__Available data__.
((
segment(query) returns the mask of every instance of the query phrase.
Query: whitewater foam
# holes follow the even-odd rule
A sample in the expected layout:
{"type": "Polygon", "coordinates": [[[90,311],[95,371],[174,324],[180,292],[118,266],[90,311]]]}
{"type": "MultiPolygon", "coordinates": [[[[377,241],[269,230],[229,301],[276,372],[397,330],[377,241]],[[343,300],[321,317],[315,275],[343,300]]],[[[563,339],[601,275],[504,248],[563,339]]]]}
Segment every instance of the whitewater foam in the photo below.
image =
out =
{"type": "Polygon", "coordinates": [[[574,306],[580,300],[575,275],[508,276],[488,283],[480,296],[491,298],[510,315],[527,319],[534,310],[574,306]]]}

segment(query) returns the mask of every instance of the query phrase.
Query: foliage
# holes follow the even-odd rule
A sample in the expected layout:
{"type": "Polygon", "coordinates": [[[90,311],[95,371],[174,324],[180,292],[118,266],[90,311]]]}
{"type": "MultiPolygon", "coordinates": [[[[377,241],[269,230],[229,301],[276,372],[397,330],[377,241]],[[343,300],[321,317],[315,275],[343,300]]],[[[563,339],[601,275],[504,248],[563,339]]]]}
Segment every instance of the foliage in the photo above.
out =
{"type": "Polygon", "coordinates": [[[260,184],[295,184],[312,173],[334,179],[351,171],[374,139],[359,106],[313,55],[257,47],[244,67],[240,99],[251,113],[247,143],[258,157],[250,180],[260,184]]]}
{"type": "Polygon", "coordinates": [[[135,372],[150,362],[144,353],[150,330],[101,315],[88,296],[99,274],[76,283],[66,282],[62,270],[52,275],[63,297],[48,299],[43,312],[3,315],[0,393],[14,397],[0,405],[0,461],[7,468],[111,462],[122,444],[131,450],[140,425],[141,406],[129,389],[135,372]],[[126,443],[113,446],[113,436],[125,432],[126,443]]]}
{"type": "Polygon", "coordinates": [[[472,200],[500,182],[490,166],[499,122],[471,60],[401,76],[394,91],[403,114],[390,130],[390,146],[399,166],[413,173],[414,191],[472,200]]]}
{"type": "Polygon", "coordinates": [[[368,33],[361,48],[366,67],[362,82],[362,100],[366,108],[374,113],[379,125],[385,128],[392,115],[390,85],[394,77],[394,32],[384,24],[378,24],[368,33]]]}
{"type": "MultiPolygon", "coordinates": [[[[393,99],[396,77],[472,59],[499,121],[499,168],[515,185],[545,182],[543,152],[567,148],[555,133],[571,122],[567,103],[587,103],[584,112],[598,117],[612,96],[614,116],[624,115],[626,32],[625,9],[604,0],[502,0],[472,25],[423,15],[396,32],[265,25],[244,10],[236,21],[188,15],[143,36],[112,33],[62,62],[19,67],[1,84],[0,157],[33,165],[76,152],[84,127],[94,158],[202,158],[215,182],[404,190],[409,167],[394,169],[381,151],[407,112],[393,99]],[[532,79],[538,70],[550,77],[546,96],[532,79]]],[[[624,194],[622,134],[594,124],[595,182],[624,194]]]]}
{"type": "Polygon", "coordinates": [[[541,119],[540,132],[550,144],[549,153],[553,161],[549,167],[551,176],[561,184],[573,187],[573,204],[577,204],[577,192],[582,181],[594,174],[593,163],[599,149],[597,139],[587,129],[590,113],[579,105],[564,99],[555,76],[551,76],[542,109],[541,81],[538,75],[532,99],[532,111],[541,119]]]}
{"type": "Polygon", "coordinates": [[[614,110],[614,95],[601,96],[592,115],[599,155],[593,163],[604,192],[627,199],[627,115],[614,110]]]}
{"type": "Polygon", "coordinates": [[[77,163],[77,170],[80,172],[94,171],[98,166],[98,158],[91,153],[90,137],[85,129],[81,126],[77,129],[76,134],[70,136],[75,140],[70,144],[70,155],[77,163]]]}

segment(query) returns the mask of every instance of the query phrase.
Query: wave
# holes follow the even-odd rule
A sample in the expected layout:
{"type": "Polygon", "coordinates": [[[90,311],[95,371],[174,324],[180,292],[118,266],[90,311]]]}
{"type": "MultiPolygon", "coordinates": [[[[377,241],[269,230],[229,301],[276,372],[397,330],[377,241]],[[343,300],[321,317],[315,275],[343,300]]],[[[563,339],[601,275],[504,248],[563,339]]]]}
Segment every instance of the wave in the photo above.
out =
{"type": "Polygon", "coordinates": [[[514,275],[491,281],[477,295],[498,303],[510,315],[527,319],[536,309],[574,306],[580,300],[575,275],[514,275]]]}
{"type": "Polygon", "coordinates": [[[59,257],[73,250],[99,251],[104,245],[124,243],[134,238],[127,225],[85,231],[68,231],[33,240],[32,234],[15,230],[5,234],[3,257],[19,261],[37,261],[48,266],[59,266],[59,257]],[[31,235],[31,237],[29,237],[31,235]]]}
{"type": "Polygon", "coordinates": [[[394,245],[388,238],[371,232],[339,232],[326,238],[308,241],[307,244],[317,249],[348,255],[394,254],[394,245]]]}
))
__What to work on__. Give back every line of the listing where the word "above" shows up.

__Task response__.
Segment every instance of the foliage in the photo above.
Segment every instance of the wave in the photo above.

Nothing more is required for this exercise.